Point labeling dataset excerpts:
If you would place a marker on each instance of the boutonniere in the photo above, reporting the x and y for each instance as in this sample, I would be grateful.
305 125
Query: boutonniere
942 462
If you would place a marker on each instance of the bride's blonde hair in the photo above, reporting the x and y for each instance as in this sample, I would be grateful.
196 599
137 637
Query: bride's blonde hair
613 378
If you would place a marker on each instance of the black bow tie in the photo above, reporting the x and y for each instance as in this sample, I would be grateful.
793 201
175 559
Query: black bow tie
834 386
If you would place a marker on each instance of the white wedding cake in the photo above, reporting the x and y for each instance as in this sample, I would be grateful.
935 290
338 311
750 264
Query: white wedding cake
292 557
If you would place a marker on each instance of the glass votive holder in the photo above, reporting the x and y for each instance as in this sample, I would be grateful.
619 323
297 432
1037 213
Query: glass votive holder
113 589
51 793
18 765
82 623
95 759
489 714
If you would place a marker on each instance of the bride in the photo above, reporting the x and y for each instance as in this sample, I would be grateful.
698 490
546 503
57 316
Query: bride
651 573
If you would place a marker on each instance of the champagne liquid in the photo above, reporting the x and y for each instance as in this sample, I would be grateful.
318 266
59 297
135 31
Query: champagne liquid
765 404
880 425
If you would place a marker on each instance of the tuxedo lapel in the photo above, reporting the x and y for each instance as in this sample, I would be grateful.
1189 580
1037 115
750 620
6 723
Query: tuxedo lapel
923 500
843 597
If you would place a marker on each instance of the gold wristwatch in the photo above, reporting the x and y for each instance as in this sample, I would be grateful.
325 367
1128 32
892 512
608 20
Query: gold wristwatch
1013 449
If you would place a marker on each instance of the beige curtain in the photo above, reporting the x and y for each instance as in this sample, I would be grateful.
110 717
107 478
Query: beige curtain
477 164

* _What is expected_: Rewrite the stretch of the entries above from the line containing "of the gold" through the end of the entries, shifting each coordinate that follows a "Query:" line up by 77 and leaving every other line unchanged.

* _Task answer_:
If you would place a marker on each instance of the gold wristwatch in the photo above, reporting the x and y for each instance as in this sample, I would be grateful.
325 367
1128 32
892 512
608 20
Query: gold wristwatch
1090 526
If you would place a marker on each instance of the beige curtain in the photo above, reporting the x and y for each instance as in this sample, I would be grateful.
110 717
107 478
Query: beige curtain
554 241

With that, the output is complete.